Entries from a pointing dataset
====

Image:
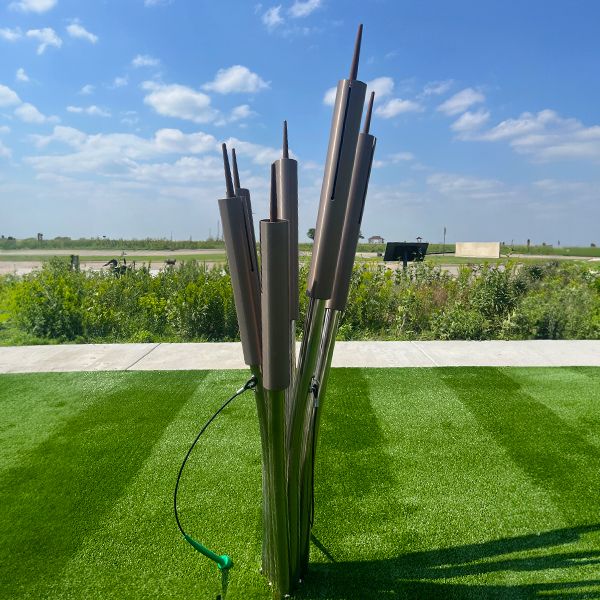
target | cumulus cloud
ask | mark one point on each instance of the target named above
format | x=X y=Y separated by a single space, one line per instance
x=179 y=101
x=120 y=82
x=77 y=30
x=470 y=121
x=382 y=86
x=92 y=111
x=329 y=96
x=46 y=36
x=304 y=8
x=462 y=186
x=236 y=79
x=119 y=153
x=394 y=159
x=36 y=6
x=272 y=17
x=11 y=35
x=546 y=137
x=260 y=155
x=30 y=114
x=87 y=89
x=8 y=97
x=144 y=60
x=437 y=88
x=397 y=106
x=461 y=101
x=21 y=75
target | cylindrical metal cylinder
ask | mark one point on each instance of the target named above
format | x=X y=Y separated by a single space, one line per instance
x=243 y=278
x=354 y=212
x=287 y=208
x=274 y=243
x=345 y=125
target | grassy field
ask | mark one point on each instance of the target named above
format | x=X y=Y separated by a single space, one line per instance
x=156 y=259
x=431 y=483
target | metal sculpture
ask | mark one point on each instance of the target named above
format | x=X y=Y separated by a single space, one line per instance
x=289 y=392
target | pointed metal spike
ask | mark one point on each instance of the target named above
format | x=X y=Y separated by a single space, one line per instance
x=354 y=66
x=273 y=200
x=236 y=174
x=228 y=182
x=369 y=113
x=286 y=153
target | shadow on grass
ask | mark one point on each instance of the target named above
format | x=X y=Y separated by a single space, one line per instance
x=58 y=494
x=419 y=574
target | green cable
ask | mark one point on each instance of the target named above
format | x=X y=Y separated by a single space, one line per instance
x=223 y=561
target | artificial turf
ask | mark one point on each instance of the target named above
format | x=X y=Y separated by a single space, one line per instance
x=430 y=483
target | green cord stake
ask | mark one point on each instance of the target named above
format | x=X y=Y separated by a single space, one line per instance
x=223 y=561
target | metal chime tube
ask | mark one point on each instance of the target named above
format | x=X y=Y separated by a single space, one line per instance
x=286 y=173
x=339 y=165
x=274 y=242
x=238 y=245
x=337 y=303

====

AIM OF THE EXERCISE. Quote all of the lines above verbatim, omitting the picture from your reply.

THE RESULT.
Image:
target | cumulus cloud
ask | mark one point on each instance of the target named above
format | x=X y=Y separated by a single space, one line per instance
x=179 y=101
x=120 y=82
x=77 y=30
x=470 y=121
x=382 y=86
x=92 y=111
x=329 y=96
x=46 y=36
x=304 y=8
x=462 y=186
x=236 y=79
x=119 y=153
x=394 y=159
x=36 y=6
x=272 y=17
x=11 y=35
x=546 y=137
x=260 y=155
x=30 y=114
x=87 y=89
x=8 y=97
x=144 y=60
x=437 y=88
x=397 y=106
x=461 y=101
x=21 y=75
target | cylindrical metal cylinder
ask | mark one point on each instance of the target named above
format | x=X y=Y separated by a single space, one line per instance
x=243 y=278
x=354 y=212
x=287 y=208
x=274 y=243
x=345 y=125
target | grassy field
ask | mark one point on each instance of the target named above
format | x=X y=Y separated by a single space, one line per instance
x=156 y=259
x=431 y=483
target | metal sculpture
ask | mark one point on each instance of the target named above
format | x=X y=Y separated by a single space, one line per instance
x=289 y=392
target | pointed metal spike
ask | mark one point on each instance of the target named above
format | x=X y=Y separated by a single space, one line per instance
x=354 y=66
x=273 y=200
x=236 y=174
x=228 y=182
x=369 y=113
x=286 y=153
target | shadow on grass
ask | mark one point on each instance of the target named above
format | x=X y=Y separated by a single space, one line per instance
x=58 y=494
x=419 y=574
target | green cable
ask | mark one point on each instance of the target named above
format | x=X y=Y separated by a single space, one line per instance
x=223 y=561
target | artificial turf
ask | mark one point on each instance of the target named above
format | x=X y=Y separated by a single space, one line per instance
x=430 y=483
target | green cord stake
ask | mark one point on each instance of the target named above
format | x=X y=Y separated by a single space, one line per instance
x=223 y=561
target | metal chime tube
ask | mark one point on each instance of the target named above
format | x=X y=Y separated by a single space, one line per instance
x=286 y=173
x=339 y=165
x=274 y=242
x=238 y=245
x=337 y=303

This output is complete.